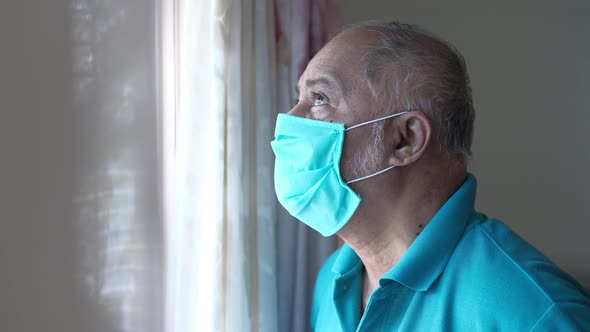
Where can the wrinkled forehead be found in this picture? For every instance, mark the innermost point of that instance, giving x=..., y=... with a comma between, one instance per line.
x=341, y=60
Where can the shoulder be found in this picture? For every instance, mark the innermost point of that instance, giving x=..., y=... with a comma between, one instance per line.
x=494, y=263
x=324, y=279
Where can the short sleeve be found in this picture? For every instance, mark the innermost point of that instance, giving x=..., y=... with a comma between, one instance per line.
x=564, y=317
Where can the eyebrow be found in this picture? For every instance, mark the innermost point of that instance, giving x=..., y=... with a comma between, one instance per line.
x=322, y=80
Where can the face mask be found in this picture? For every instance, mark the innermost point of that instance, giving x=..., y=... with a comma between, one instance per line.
x=307, y=172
........
Output the full listing above exactly, excluding all pictures.

◆ **ANSWER BOX**:
Where can the wrinkled forehead be found in this picture? For every instance, mark the innermost point of that instance, giving x=..., y=... with a comma between, one instance per line.
x=341, y=60
Where can the shoulder be found in this picture? For every instance, mark the innermost point of that instance, giving x=..., y=... with a comma between, one instance per line.
x=494, y=263
x=324, y=279
Where can the short sleeve be found in this picture? For every instance, mark the innermost point of that instance, giving x=..., y=... with a comma between, one instance per line.
x=564, y=317
Where can the eyebrow be found in this picture? For every instance, mark the innermost point of that instance, giving x=..., y=... with a comma between, one instance per line.
x=322, y=80
Where can the face mask be found in this picture? For every instance, mark the innermost point of that instance, giving x=..., y=... with a comma between, one instance per line.
x=307, y=172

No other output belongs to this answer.